> **EXERCISE PROMPT**: Every record must be repeated exactly, with no omission.

-- START ITEMS --

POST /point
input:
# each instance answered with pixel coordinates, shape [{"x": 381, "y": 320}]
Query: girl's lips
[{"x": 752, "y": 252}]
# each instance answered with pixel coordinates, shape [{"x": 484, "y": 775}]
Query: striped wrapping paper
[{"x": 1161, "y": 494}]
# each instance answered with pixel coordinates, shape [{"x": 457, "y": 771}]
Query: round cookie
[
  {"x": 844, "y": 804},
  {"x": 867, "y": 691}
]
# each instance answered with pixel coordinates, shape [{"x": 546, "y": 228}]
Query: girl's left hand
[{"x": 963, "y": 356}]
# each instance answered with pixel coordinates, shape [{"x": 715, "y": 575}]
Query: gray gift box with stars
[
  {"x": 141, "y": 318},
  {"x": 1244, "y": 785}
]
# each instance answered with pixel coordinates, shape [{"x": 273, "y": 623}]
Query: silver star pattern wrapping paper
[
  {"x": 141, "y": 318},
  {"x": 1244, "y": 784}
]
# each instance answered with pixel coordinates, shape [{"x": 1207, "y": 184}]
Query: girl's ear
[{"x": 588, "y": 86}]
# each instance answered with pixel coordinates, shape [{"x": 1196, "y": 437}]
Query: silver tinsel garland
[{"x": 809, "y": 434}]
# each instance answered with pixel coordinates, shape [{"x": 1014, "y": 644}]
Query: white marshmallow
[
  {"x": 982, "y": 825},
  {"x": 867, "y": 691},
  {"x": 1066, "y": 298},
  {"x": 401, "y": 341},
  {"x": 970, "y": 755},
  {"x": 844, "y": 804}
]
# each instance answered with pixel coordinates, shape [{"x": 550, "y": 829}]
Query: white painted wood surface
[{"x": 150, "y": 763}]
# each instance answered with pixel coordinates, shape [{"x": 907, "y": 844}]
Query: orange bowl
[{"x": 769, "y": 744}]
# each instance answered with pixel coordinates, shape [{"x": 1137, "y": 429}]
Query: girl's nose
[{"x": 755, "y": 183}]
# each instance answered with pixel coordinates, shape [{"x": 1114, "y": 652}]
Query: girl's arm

-- END ITEMS --

> **RESPONSE TO THIS EXERCISE**:
POST /point
input:
# each instance answered with pixel coordinates, shape [{"x": 381, "y": 320}]
Query: girl's lips
[{"x": 752, "y": 252}]
# each instance answered with pixel coordinates, shape [{"x": 484, "y": 775}]
Query: striped wrapping paper
[{"x": 1161, "y": 494}]
# each instance answered with pixel coordinates, shape [{"x": 457, "y": 771}]
Query: round cookie
[
  {"x": 844, "y": 804},
  {"x": 867, "y": 691}
]
# each instance answered with pixel coordinates, shape [{"x": 546, "y": 228}]
Query: girl's left hand
[{"x": 963, "y": 356}]
# each instance answered with pixel coordinates, shape [{"x": 715, "y": 575}]
Query: gray gift box with stars
[
  {"x": 141, "y": 318},
  {"x": 1244, "y": 785}
]
# each instance answered with pixel coordinates, shape [{"x": 273, "y": 623}]
Query: silver star pattern wrapping paper
[
  {"x": 141, "y": 318},
  {"x": 1244, "y": 784}
]
# each instance answered with pixel coordinates, shape [{"x": 1207, "y": 184}]
Query: girl's ear
[{"x": 588, "y": 86}]
# each instance answered with pixel coordinates, shape [{"x": 1196, "y": 437}]
Query: silver tinsel garland
[{"x": 809, "y": 434}]
# each instance answered with pixel coordinates, shape [{"x": 1014, "y": 644}]
Query: white marshmallow
[
  {"x": 982, "y": 825},
  {"x": 867, "y": 691},
  {"x": 1066, "y": 298},
  {"x": 401, "y": 341},
  {"x": 970, "y": 755},
  {"x": 844, "y": 804}
]
# each instance answered with pixel coordinates, shape [{"x": 550, "y": 829}]
Query: white painted wood surface
[{"x": 150, "y": 763}]
# each instance answered with pixel coordinates, shape [{"x": 907, "y": 844}]
Query: orange bowl
[{"x": 769, "y": 744}]
# each instance answered with pixel coordinates, shape [{"x": 1137, "y": 429}]
Query: girl's nose
[{"x": 755, "y": 183}]
# each instance answered with pixel coordinates, shape [{"x": 1114, "y": 652}]
Query: girl's arm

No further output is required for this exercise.